### Parts of the exercise:
(a) According to the Buildout blog post, where were the Customer Success team's emails sent during the three days the team was offline?
(b) Please decide whether each statement agrees with the Buildout blog post, answering yes or no and quoting the words that settle it: (i) The team signed out of Gmail and Slack. (ii) The three days were spent workshopping and brainstorming ideas. (iii) The team used the ten days after going offline to consult other teams and finalize its initiative.
(c) Write the next part of the Buildout blog post, picking up after its final sentence.

### Supplied passage:
One of our company-wide Standards here at Buildout is ‘We Prioritize our Customers’, which means that every action we take, regardless of our role, should be in service of our customer because we value a truly exceptional customer experience. So why would our Customer Success team ‘go dark’ for three days straight and how exactly did we do it? Read on to find out!
From June 21st - 23rd, my Customer Success team went completely dark. That’s right - unplugged, heads down, unreachable to customers and colleagues. We completely signed out of Gmail and Slack and operated out of our project management tool, Clickup.
The ‘why’ is simple. As a team, we’ve tried to increase efficiency and make big changes that we know will have a huge impact on the customer experience. While we’ve made some progress, it’s been slow because Customer Success Managers are nothing if not empathetic individuals and Buildout’s CSMs feel the urgency of their customers and work tirelessly to ensure that they get the best, most complete answer to their questions. How can we prepare for tomorrow when we’re working hard to solve our customers’ problems today?
When we took a step back to evaluate the needs of our customers and the needs of their team, we found that our customers were coming to the Customer Success Team for training on the most basic of concepts. That means the teams’ calendars were full of repetitive calls, but it also meant that customers were taking precious time out of their day to learn simple tasked-based concepts instead of doing the work that’s most important to them.
In effect, the Customer Success Team was spending its time accommodating training requests rather than doing the proactive work needed to ensure that our customers are seeing value.
I’m a firm believer that the key to customer success is in the manufacturing of a customer experience. So we asked ourselves, “What can we do for three days that will have the biggest impact on what we can build in the future and what will have the biggest impact on the customers?” What we found is that by defining the new user experience and manufacturing a positive experience, we can free up our time to focus on larger projects and we would be creating the collateral needed to build on our adoption efforts in the future.
In the weeks leading up to our dark days, we met with our Product team to understand their vision for the remainder of the year and we created one heck of a plan in Clickup. These days weren’t about workshopping and brainstorming ideas. We set out to have our heads down for three full days of undistracted production and execution.
And we couldn’t have done it without the help of our Product Support and Account Management teams. They were there to pick up the slack over those three days. Our Customer Success team had emails forwarded directly to the Product Support team so we could feel confident unplugging and know that our customers were being taken care of in our absence. It was critical to have this transfer of ownership and customer care.
In return, we made a commitment to our Product and Support Teams: we will emerge from our dark days with the resources and collateral needed to improve the customer experience, thereby reducing Support issues and creating opportunity for increased product adoption.
The work we did over those three days ignited a fire within the team. We were inspired by the possibilities that laid before us once we’d had an opportunity to feel “caught up.” Dear reader, if you’ve ever worked in customer success or in the tech world, you’ll know exactly what I mean.
In three days we laid the groundwork for what had previously felt like pie in the sky goals. We built email campaigns, in-app walkthroughs, and supporting Help Center content built, and were ready to manufacture a full new user experience for both our general audience, as well as our more unique strategic customers. And we did. Over the course of ten days following our dark days time, we took an opportunity to consult other teams on our work and finalize our initiative.

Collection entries
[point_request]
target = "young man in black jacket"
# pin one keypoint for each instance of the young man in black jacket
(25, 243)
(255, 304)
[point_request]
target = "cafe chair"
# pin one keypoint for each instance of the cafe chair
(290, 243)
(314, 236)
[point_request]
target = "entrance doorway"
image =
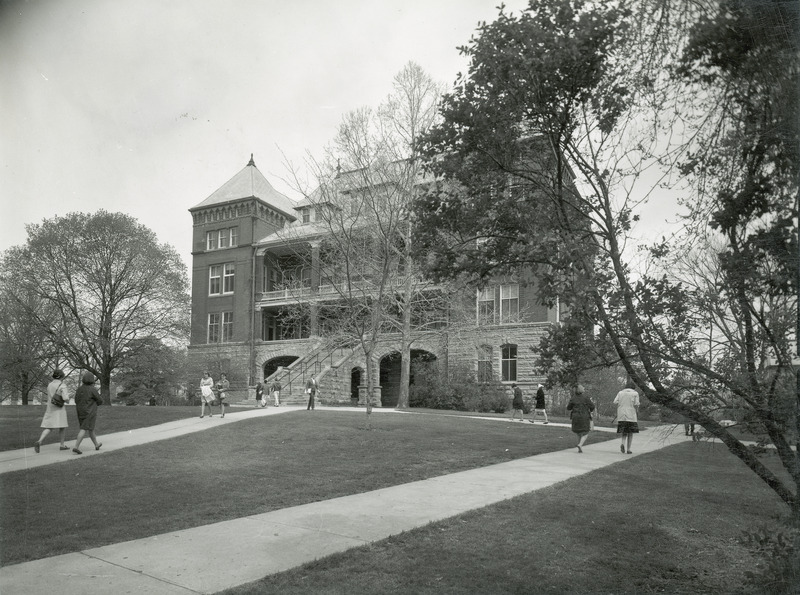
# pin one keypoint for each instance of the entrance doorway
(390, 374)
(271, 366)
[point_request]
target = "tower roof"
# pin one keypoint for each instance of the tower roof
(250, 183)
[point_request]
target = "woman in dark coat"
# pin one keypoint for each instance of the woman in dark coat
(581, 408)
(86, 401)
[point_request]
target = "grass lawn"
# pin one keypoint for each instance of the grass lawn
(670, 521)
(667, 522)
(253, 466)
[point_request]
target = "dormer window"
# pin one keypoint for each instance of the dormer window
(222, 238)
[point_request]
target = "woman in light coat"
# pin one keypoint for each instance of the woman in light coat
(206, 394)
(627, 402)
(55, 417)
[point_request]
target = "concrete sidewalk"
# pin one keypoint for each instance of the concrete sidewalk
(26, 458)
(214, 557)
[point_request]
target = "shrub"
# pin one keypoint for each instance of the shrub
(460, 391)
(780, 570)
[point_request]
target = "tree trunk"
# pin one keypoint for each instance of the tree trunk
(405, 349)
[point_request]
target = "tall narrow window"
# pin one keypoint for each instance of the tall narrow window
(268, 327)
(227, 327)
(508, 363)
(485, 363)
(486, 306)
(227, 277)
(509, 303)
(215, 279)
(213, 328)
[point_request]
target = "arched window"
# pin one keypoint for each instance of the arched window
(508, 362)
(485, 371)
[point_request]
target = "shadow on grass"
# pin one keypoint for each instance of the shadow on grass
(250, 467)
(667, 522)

---

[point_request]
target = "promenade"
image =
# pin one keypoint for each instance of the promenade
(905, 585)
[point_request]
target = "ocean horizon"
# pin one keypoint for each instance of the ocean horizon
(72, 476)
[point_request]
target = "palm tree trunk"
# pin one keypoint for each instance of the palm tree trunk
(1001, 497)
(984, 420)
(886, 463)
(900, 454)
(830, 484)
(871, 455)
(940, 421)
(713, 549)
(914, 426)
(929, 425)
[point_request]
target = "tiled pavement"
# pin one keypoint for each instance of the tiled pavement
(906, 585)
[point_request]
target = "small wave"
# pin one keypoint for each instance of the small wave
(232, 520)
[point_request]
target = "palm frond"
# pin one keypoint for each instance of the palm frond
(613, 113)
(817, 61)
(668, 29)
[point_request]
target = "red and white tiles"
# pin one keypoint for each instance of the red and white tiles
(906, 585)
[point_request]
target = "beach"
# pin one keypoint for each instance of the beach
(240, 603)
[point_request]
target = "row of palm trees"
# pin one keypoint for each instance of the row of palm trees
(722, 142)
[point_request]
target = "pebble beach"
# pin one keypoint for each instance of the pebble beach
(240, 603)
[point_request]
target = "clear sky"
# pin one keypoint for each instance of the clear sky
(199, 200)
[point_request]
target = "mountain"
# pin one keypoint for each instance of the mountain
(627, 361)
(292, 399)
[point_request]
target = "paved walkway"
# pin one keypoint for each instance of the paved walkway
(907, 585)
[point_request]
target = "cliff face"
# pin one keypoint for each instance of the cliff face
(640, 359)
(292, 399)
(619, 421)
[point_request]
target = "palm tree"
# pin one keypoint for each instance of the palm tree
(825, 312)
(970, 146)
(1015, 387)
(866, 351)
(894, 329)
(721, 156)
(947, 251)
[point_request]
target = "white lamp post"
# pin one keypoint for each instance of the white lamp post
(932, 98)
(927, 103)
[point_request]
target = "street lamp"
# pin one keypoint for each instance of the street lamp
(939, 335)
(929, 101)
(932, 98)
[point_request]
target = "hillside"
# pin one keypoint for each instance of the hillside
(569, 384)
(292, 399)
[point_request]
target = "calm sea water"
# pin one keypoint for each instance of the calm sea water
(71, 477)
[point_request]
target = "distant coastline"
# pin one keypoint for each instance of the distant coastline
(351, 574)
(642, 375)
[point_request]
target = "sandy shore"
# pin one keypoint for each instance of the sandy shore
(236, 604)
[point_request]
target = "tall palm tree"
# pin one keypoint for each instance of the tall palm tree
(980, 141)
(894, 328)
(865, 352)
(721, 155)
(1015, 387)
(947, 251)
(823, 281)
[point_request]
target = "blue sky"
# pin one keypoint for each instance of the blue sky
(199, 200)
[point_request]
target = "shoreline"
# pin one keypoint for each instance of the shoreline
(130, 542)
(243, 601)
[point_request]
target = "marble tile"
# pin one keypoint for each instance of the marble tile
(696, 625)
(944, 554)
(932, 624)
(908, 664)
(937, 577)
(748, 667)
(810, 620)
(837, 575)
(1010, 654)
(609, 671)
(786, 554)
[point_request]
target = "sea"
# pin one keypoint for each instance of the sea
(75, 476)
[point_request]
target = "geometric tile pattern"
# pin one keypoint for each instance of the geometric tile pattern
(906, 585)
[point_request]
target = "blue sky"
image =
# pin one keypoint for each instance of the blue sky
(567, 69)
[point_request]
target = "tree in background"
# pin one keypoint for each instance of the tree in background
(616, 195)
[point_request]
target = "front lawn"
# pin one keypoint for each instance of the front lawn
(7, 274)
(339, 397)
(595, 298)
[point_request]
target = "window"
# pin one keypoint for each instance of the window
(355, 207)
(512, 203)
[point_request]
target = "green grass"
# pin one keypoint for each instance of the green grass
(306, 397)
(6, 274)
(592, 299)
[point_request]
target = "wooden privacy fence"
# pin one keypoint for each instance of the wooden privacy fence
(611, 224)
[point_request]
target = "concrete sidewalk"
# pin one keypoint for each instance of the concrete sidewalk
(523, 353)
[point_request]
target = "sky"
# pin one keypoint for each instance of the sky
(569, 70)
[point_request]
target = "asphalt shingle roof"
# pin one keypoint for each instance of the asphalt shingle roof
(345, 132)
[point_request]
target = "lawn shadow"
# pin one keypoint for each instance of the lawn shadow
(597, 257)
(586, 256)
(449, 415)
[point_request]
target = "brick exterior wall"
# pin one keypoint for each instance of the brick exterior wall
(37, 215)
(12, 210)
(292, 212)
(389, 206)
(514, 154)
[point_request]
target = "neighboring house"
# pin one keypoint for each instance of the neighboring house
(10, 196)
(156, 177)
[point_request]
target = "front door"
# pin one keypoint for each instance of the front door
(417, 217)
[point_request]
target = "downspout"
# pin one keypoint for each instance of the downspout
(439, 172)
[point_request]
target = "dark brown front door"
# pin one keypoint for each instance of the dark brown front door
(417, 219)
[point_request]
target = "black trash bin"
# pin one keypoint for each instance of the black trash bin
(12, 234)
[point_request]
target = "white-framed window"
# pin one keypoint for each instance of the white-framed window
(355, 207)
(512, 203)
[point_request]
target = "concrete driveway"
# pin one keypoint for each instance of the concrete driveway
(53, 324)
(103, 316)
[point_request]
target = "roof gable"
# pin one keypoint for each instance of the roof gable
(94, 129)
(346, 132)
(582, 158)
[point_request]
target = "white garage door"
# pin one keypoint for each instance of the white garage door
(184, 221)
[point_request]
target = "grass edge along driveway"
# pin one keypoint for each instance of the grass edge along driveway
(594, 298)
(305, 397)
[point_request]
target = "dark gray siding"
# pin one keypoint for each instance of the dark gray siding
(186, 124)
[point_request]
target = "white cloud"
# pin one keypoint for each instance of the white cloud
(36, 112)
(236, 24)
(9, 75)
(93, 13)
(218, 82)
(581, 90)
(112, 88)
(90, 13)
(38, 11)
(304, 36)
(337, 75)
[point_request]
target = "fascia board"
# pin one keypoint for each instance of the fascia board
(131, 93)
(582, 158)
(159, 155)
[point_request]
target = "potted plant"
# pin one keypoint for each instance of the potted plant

...

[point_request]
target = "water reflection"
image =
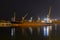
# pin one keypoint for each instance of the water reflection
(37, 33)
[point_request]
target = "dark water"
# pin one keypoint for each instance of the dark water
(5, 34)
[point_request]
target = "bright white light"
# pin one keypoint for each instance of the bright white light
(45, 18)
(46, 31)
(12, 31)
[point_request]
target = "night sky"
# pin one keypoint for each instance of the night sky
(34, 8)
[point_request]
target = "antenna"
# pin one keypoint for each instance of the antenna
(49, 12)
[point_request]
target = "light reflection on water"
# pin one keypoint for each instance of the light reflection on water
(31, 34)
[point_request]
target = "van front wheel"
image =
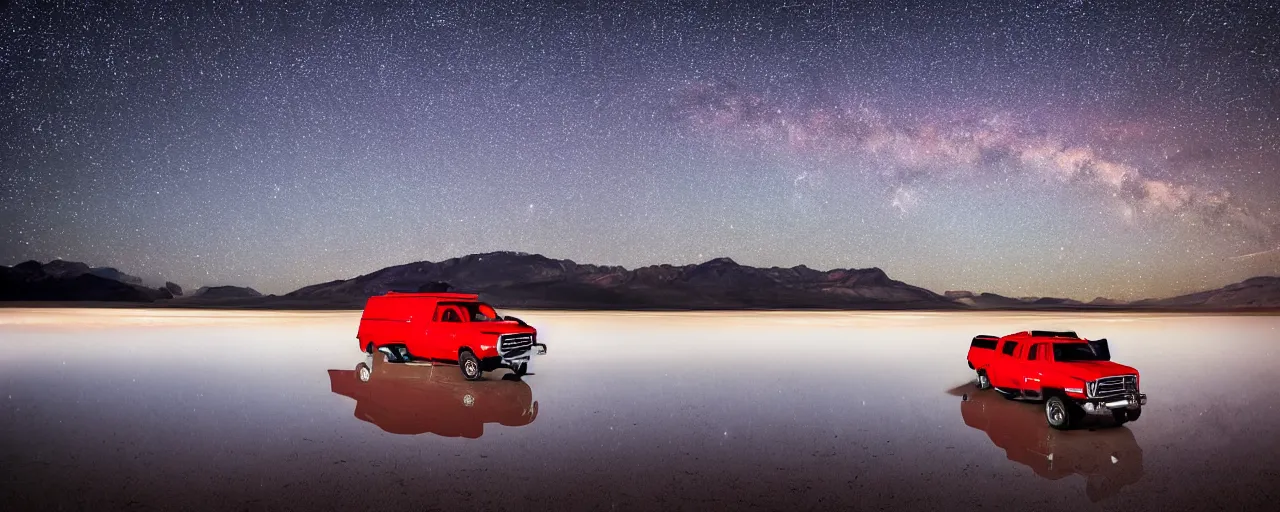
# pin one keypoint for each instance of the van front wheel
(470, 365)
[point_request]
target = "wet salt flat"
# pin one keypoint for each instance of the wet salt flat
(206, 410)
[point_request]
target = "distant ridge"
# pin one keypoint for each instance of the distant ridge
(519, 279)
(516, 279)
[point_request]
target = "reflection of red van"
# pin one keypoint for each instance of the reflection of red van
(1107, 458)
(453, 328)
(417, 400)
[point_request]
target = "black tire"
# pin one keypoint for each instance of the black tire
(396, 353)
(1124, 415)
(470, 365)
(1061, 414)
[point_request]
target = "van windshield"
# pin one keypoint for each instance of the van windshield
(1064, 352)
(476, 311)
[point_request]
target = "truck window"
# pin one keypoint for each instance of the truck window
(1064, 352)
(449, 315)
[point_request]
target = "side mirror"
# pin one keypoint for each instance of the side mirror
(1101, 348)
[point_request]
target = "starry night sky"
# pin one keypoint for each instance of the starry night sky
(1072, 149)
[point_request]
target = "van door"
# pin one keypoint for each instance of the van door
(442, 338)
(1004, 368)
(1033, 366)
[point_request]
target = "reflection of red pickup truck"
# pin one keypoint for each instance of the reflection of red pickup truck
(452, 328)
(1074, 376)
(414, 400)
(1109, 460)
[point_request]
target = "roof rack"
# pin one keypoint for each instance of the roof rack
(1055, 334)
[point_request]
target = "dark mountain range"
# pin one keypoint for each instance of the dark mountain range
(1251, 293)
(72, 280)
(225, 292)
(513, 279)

### The responses:
(a) They were forwarded directly to the Product Support team.

(b)
(i) Yes: "We completely signed out of Gmail and Slack"
(ii) No: "These days weren’t about workshopping and brainstorming ideas."
(iii) Yes: "Over the course of ten days following our dark days time, we took an opportunity to consult other teams on our work and finalize our initiative."

(c)
Last week I had the opportunity to share the full new user experience at a company-wide Town Hall and since then, many new ideas have been suggested so that we might further manufacture a positive experience for our customers.
The dark days allowed the Customer Success team to dedicate our full attention to projects that affect the new user experience as a Buildout customer. It also allowed us to make huge strides in improving our workflows and processes that ultimately impact our customer experience.
Lessons learned from our dark days:
You don’t have to wait for the busy season to end or for things to “cool down” to take a page out of our book. And, in fact, you shouldn’t. That day will likely never come, especially if you don’t take steps to operationalize your customer experience. When I first broached the subject of removing my team from our customers’ and colleagues’ reach for three days with my manager, I held my breath. NO WAY she’s going to go for it. But I was wrong. The need and the outcomes were clear. And I’m happy to say that after three days, the world did not come to a grinding halt. And again, that’s very much because of the work our colleagues did to cover for us during that time.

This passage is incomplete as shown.